### 任務要求
依據給定文章,上傳二進制文件時為何最好採用multipart/form-data編碼類型?請按文中所述說明理由。
===== 給定文章
【Python爬蟲6】表單交互


嚴格來說,本篇表單交互和下一篇驗證碼處理不算是網絡爬蟲,而是廣義上的網絡機器人。使用網絡機器人可以減少提取數據時需要表單交互的一道門檻。

1.手工處理髮送POST請求提交登錄表單

我們先在示例網站手工註冊一個賬號,註冊這個賬號需要驗證碼,下一篇會介紹處理驗證碼問題。

1.1分析表單內容

我們在登錄網址http://127.0.0.1:8000/places/default/user/login 獲得如下表單。在下面登錄表單中包括幾個重要的組成部分:

  • form標籤的action屬性:用於設置表單數據提交的地址,本例中爲#,也就是和登錄表單同一個URL;
  • form標籤的enctype屬性:用於設置數據提交的編碼,本例中爲application/x-www-form-urlencoded,表示所有非字母數字的字符都需要轉換爲十六進制的ASCII值;上傳二進程文件最好用multipart/form-data編碼類型,這種編碼不會對輸入進行編碼從而不會影響效率,而是使用MIME協議將其作爲多個部分進行發送,和郵件的傳輸標準相同。文檔:http://www.w3.org/TR/html5/forms.html#selecting-a-form-submission-encoding
  • form標籤的method屬性:本例中post表示通過請求體向服務器提交表單數據;
  • imput標籤的name屬性:用於設定提交到服務器端時某個域的名稱。
==========
===== 所附條目
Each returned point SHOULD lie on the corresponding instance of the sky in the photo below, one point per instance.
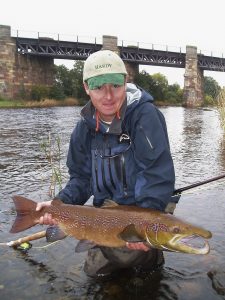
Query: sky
(174, 23)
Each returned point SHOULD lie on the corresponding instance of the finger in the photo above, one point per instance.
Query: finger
(39, 206)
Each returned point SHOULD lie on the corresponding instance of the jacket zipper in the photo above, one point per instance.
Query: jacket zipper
(123, 169)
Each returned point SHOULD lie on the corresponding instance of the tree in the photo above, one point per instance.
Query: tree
(211, 89)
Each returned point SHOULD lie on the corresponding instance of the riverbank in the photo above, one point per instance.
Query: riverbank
(40, 104)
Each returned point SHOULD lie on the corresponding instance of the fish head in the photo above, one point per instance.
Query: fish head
(171, 234)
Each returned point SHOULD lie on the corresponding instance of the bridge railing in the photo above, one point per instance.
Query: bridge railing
(121, 43)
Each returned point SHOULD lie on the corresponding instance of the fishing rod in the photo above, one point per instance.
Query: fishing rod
(181, 190)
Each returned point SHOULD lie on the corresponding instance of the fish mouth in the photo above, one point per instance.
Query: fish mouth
(193, 244)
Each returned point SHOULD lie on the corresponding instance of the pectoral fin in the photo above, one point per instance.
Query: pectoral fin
(84, 245)
(130, 234)
(54, 233)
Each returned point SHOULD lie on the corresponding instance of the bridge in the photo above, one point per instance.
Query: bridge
(29, 61)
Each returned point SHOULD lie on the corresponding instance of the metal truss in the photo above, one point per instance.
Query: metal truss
(153, 57)
(211, 63)
(80, 51)
(56, 49)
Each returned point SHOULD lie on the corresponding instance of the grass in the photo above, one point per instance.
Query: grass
(42, 103)
(221, 107)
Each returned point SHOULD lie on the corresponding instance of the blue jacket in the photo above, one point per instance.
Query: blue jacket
(129, 161)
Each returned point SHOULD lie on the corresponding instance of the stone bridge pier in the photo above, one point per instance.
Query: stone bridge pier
(18, 73)
(193, 80)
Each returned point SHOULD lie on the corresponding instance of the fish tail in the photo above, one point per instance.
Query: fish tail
(26, 214)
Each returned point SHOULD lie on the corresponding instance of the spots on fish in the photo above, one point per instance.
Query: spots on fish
(156, 227)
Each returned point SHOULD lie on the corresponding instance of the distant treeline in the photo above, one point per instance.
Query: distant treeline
(69, 83)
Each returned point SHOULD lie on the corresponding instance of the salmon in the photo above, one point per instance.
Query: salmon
(114, 225)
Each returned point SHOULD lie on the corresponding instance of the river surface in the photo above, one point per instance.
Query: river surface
(56, 272)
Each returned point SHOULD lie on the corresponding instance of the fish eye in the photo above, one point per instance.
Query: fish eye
(176, 230)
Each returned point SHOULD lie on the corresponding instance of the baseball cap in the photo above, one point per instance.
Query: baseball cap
(103, 67)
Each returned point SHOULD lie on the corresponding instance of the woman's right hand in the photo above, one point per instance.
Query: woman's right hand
(46, 219)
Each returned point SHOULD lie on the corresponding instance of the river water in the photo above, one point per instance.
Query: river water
(56, 272)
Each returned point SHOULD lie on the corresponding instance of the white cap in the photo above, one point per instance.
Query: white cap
(103, 62)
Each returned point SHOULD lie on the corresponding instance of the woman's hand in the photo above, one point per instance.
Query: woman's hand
(138, 246)
(46, 219)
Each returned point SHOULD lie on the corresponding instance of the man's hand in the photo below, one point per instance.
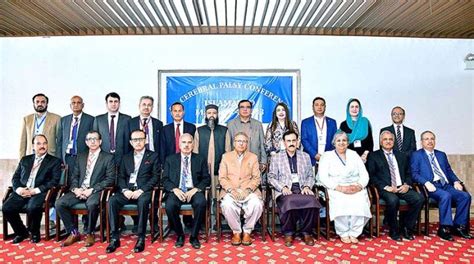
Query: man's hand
(189, 194)
(458, 186)
(430, 187)
(180, 194)
(285, 191)
(403, 189)
(307, 191)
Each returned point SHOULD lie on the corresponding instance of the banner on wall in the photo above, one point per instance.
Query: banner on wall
(196, 91)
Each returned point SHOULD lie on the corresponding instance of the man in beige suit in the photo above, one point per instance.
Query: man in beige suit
(239, 176)
(40, 122)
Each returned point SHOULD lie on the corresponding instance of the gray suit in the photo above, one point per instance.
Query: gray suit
(101, 124)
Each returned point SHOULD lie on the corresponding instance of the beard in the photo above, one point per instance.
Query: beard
(212, 122)
(40, 109)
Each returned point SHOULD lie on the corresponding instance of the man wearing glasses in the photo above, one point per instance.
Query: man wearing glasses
(239, 176)
(404, 137)
(93, 171)
(139, 173)
(253, 129)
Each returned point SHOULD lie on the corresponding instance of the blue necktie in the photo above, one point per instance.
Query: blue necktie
(436, 169)
(74, 136)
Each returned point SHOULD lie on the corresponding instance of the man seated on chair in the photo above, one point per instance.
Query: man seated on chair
(93, 171)
(389, 171)
(292, 176)
(34, 176)
(139, 173)
(239, 176)
(431, 168)
(185, 178)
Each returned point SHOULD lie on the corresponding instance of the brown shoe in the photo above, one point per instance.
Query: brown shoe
(90, 240)
(71, 239)
(289, 241)
(308, 240)
(246, 239)
(236, 239)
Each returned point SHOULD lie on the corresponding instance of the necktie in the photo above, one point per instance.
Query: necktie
(75, 125)
(436, 169)
(112, 133)
(184, 175)
(145, 128)
(176, 139)
(391, 165)
(399, 138)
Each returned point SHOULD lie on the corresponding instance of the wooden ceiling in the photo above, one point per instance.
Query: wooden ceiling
(391, 18)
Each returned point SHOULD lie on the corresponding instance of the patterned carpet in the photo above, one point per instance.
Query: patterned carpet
(425, 249)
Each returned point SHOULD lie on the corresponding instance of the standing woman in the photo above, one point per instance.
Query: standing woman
(358, 129)
(344, 175)
(280, 124)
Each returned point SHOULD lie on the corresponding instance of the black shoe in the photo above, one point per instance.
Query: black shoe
(194, 242)
(179, 241)
(140, 245)
(461, 231)
(114, 244)
(18, 239)
(407, 234)
(35, 238)
(443, 233)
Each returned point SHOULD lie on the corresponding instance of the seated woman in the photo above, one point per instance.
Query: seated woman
(280, 124)
(358, 129)
(343, 173)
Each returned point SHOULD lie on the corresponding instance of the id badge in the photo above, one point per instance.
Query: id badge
(357, 144)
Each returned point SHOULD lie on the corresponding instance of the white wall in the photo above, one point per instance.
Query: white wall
(425, 76)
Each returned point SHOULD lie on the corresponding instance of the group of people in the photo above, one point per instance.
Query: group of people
(134, 155)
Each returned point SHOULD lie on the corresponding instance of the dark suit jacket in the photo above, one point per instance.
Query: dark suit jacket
(168, 143)
(379, 170)
(148, 175)
(48, 174)
(134, 124)
(199, 171)
(101, 124)
(409, 141)
(65, 130)
(421, 167)
(102, 176)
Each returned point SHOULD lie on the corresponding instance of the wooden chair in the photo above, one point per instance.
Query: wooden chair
(219, 214)
(378, 206)
(273, 211)
(48, 203)
(431, 203)
(324, 200)
(130, 210)
(186, 209)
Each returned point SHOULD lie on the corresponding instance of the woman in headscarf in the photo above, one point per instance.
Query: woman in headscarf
(358, 129)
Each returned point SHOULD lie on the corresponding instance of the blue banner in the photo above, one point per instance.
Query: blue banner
(195, 92)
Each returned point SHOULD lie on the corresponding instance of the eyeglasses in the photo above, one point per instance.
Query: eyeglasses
(136, 140)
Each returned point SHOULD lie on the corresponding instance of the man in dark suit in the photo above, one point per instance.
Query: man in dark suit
(172, 132)
(113, 126)
(389, 171)
(147, 123)
(404, 136)
(184, 179)
(34, 176)
(139, 173)
(94, 170)
(73, 129)
(431, 168)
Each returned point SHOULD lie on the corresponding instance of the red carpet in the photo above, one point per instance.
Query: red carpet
(425, 249)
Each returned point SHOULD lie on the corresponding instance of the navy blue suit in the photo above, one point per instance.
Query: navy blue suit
(309, 136)
(168, 142)
(422, 172)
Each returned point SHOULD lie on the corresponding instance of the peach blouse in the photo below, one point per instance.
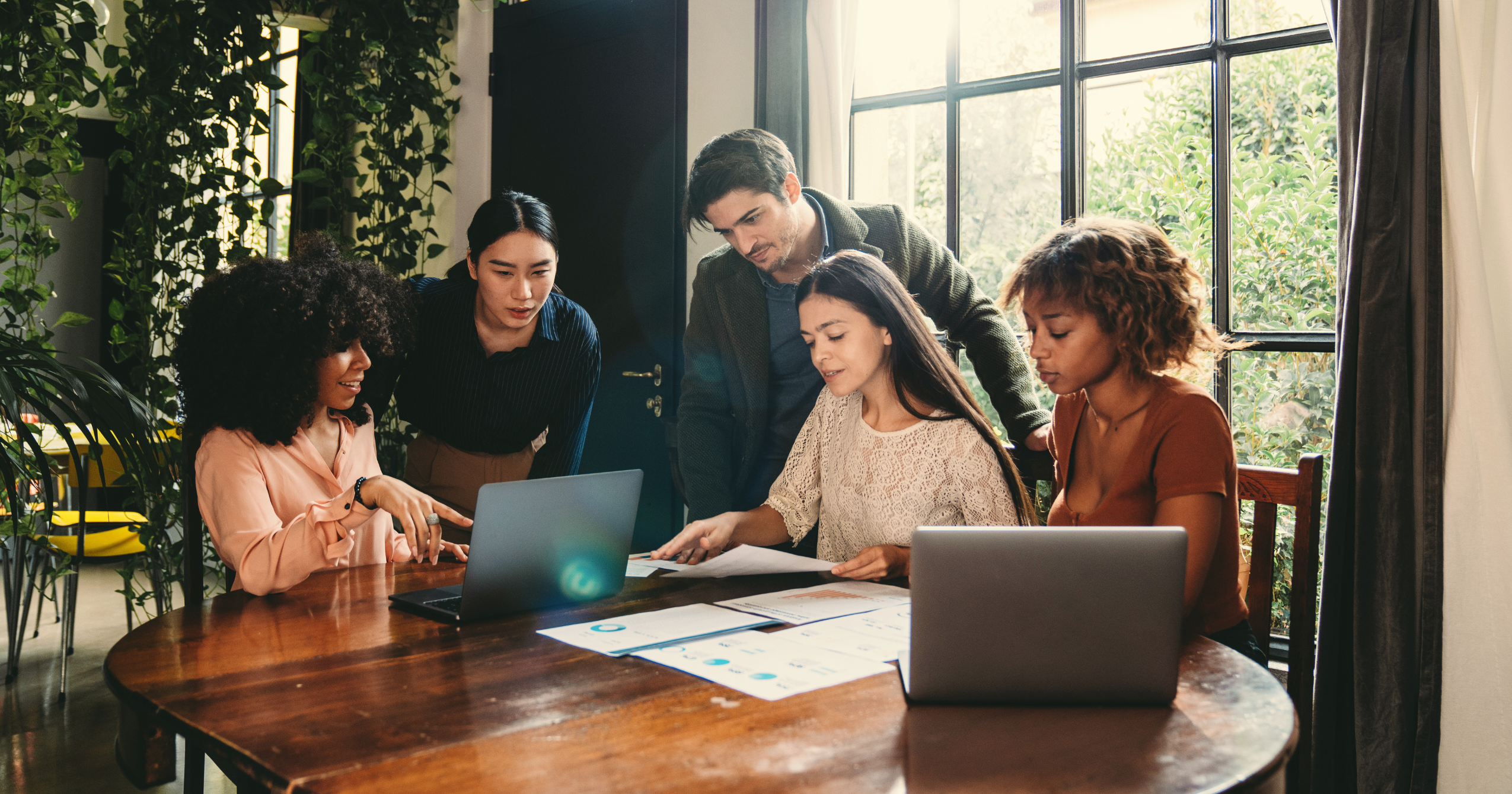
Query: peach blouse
(279, 513)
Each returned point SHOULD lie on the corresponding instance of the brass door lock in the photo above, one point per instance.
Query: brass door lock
(653, 374)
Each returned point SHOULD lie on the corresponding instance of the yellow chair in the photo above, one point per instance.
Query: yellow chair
(108, 534)
(119, 542)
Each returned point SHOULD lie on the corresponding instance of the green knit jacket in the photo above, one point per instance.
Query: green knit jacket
(723, 412)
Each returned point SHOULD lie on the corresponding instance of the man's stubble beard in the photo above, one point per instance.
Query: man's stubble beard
(785, 241)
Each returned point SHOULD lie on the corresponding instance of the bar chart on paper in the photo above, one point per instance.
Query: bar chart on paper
(765, 666)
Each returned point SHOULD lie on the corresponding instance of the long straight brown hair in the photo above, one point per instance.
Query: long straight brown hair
(920, 368)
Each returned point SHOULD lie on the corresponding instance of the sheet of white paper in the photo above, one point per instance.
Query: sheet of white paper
(620, 636)
(878, 636)
(821, 602)
(646, 560)
(636, 569)
(746, 560)
(764, 664)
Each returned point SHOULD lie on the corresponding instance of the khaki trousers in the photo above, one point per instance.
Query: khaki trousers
(454, 476)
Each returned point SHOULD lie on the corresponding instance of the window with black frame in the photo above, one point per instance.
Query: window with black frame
(1216, 120)
(276, 152)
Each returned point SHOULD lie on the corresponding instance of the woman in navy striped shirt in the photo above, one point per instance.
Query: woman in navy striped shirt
(502, 378)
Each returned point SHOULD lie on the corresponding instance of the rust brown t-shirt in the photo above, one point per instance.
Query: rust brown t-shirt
(1183, 448)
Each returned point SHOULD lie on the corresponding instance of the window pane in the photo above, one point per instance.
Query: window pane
(1118, 28)
(900, 46)
(1249, 17)
(288, 39)
(1283, 409)
(1150, 153)
(898, 158)
(1001, 39)
(1284, 190)
(1009, 191)
(1009, 179)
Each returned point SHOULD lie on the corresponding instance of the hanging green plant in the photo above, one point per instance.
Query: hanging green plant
(378, 94)
(44, 78)
(186, 95)
(381, 119)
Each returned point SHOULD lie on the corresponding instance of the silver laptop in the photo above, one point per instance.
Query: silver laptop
(539, 543)
(1026, 614)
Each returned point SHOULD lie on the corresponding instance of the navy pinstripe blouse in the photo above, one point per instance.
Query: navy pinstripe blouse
(501, 403)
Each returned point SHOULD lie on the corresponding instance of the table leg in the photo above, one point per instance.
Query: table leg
(146, 751)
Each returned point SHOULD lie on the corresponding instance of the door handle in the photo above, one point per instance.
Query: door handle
(653, 374)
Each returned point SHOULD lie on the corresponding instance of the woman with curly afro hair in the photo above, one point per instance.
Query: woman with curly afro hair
(1112, 308)
(271, 366)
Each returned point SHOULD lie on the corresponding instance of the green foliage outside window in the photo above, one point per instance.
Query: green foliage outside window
(1284, 230)
(1156, 164)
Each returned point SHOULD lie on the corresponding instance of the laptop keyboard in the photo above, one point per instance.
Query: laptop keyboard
(451, 605)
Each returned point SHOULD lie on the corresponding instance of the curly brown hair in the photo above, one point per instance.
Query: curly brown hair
(254, 336)
(1130, 278)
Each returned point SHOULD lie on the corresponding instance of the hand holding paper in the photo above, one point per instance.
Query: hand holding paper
(747, 560)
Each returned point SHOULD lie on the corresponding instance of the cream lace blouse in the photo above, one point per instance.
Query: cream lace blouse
(868, 487)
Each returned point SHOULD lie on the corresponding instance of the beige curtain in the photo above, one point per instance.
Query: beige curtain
(1476, 67)
(832, 75)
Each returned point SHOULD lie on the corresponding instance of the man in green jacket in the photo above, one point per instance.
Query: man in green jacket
(749, 385)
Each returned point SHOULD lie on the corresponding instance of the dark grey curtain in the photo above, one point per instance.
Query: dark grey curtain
(1381, 619)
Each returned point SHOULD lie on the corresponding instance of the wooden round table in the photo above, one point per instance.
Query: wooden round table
(326, 688)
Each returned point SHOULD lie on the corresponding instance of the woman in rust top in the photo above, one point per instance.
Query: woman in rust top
(1112, 308)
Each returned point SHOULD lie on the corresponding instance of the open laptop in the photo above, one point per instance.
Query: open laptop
(1024, 614)
(539, 543)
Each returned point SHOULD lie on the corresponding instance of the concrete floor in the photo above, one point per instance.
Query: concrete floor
(64, 748)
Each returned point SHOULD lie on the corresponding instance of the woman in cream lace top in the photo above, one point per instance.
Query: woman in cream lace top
(895, 439)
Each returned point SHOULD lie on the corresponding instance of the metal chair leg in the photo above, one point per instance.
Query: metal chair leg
(194, 769)
(39, 627)
(62, 650)
(70, 619)
(9, 578)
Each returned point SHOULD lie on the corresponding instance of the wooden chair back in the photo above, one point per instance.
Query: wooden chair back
(1302, 489)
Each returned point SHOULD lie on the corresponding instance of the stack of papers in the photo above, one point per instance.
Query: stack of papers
(765, 666)
(820, 602)
(642, 565)
(751, 560)
(628, 634)
(878, 636)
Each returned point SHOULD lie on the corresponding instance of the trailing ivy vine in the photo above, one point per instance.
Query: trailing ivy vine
(381, 126)
(44, 78)
(186, 90)
(185, 95)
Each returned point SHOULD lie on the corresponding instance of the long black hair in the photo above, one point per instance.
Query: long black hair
(507, 213)
(918, 363)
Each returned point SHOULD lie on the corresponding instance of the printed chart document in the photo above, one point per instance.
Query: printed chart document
(636, 569)
(878, 636)
(645, 559)
(626, 634)
(747, 560)
(821, 602)
(764, 666)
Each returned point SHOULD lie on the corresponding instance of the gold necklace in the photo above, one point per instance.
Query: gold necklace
(1117, 425)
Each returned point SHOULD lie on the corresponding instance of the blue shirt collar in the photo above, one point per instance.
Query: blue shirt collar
(828, 250)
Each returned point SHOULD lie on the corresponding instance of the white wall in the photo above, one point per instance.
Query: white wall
(722, 87)
(472, 133)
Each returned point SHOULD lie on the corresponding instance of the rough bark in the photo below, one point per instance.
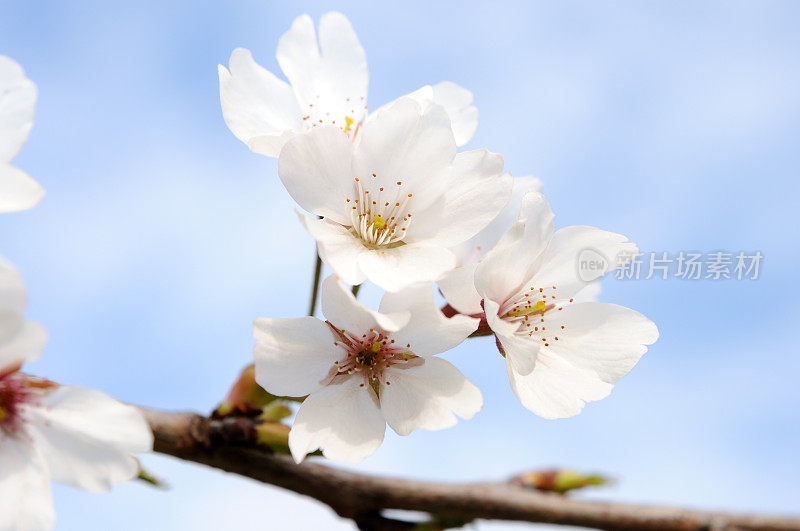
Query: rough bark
(229, 444)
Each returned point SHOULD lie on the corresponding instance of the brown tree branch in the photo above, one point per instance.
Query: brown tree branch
(229, 444)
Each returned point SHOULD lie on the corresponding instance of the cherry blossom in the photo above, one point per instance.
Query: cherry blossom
(362, 369)
(80, 437)
(328, 82)
(560, 352)
(393, 205)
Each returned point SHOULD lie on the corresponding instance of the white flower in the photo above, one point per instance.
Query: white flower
(72, 435)
(328, 87)
(363, 369)
(393, 204)
(458, 285)
(560, 352)
(17, 100)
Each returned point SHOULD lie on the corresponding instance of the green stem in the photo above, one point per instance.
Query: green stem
(315, 286)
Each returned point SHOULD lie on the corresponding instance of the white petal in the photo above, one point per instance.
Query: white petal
(341, 308)
(515, 258)
(429, 331)
(405, 144)
(87, 437)
(257, 105)
(26, 503)
(428, 396)
(338, 247)
(457, 101)
(394, 269)
(330, 79)
(17, 106)
(606, 339)
(17, 190)
(559, 266)
(342, 419)
(475, 194)
(477, 246)
(458, 287)
(556, 389)
(315, 169)
(590, 293)
(294, 357)
(23, 347)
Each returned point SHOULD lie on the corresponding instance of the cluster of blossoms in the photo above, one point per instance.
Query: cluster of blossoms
(69, 434)
(393, 201)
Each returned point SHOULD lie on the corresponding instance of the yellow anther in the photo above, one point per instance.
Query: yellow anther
(538, 307)
(378, 222)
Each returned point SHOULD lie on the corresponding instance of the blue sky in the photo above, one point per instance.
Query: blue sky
(161, 236)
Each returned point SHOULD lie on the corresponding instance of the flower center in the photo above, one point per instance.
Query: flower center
(318, 113)
(528, 309)
(370, 355)
(379, 217)
(13, 393)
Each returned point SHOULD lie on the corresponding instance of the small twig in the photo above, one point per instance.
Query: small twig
(229, 445)
(315, 286)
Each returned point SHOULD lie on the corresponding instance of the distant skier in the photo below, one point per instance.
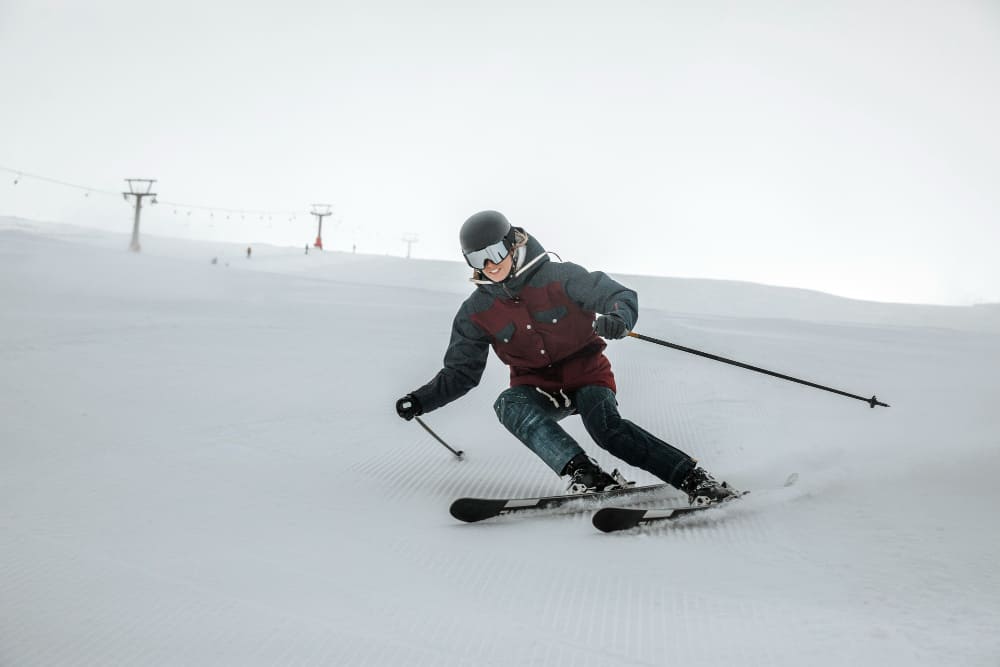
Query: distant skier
(539, 317)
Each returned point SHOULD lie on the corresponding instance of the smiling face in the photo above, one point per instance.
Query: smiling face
(499, 272)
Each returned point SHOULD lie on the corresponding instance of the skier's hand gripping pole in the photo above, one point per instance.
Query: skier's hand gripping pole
(872, 402)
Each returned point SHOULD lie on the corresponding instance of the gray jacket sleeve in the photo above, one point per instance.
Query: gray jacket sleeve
(464, 362)
(598, 292)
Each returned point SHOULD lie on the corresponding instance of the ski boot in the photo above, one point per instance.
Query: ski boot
(587, 477)
(703, 489)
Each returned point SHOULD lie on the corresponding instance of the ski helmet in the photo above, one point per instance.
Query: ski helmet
(486, 229)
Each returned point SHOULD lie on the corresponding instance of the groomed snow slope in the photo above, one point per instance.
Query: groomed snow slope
(200, 465)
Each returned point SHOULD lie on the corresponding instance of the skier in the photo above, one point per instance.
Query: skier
(539, 317)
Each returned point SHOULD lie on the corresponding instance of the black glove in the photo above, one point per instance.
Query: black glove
(610, 326)
(408, 407)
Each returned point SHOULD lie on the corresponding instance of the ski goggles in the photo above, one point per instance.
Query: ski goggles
(496, 253)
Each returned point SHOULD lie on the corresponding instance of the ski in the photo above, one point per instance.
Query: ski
(471, 510)
(614, 519)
==========
### 參考解答
multipart/form-data不會對輸入進行編碼,因此不會影響效率。它使用MIME協議,將數據作為多個部分發送,與郵件的傳輸標準相同。